> Instructions for the task:
According to the passage of numbered political statements, in which city did Richard Nixon hold the Associated Press news conference on November 17, 1973?

> Passage to read:
[Start of Attachment]
Lyndon Johnson, message to Congress, August 5, 1964, before Congress passed the Gulf of Tonkin Resolution.
Lie No. 8: World Peace
“When we met here four years ago, America was bleak in spirit, depressed by the prospect of seemingly endless war abroad and of destructive conflict at home. As we meet here today, we stand on the threshold of a new era of peace in the world.”
Richard Nixon, Second Inaugural Address, January 20, 1973.
Lie No. 9: Watergate
“People have got to know whether or not their President is a crook. Well, I’m not a crook.”
Richard Nixon, Associated Press news conference, November 17, 1973, in Orlando, Florida.
Lie No. 10: The First Gulf War
“I admire your extraordinary efforts to rebuild your country. I know you need funds. We understand that and our opinion is that you should have the opportunity to rebuild your country. But we have no opinion on the Arab-Arab conflicts, like your border disagreement with Kuwait. I was in the American Embassy in Kuwait during the late 60′s. The instruction we had during this period was that we should express no opinion on this issue and that the issue is not associated with America. James Baker has directed our official spokesmen to emphasize this instruction.”
April Glaspie, U.S. Ambassador to Iraq, meeting with Saddam Hussein, July 25, 1990, before Iraq invaded Kuwait.
Lie No. 11: The Atomic Bomb
[President Truman's decision to drop the atomic bombs] “spared millions of American lives.”
George H. W. Bush, taped interview that aired on ABC’s “This Week With David Brinkley,” December 1, 1991; reported in “Bush: No Apology to Japan for A-Bombs,” Washington Post, December 2, 1991, A18.
Lie No. 12: White House Sex
“I have never had sexual relations with Monica Lewinsky. I’ve never had an affair with her.”
[End of Attachment]
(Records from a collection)
[Start of Attachment]
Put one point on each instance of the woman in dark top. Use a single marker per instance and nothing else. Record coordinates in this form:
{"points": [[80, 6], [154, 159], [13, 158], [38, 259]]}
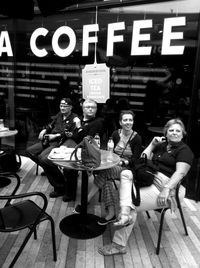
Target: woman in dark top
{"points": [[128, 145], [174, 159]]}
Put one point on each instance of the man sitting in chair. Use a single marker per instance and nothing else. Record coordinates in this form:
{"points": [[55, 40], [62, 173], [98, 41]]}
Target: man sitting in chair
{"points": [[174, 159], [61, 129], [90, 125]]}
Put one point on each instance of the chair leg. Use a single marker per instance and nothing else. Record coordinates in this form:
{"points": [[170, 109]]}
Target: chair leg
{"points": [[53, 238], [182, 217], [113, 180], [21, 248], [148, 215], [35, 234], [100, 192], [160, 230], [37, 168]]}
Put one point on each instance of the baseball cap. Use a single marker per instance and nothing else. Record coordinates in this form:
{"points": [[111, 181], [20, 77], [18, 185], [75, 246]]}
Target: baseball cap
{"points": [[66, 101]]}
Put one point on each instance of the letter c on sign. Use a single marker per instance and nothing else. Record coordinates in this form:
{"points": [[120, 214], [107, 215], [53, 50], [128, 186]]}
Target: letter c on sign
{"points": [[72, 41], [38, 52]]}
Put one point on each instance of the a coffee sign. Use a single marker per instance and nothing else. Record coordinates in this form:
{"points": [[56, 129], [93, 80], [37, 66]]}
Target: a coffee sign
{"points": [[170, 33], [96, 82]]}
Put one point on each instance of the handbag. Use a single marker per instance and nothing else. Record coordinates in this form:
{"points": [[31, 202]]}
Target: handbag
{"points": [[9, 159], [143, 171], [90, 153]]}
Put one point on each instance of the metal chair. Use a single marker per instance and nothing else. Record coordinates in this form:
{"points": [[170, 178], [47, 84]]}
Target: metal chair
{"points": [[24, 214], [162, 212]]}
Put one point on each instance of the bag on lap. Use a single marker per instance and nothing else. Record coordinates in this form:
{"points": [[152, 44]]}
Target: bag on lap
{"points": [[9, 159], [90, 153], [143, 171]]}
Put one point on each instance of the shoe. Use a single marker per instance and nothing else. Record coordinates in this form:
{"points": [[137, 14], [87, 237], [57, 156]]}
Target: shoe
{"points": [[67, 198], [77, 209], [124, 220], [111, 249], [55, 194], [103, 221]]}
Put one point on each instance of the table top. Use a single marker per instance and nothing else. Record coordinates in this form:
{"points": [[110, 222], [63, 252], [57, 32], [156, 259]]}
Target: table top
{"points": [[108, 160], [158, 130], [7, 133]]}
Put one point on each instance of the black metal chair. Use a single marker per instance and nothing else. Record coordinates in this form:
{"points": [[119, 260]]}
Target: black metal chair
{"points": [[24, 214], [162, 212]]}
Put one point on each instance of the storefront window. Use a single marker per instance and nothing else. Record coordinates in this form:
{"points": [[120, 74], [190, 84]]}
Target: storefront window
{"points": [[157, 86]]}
[End of Attachment]
> Output below:
Orlando, Florida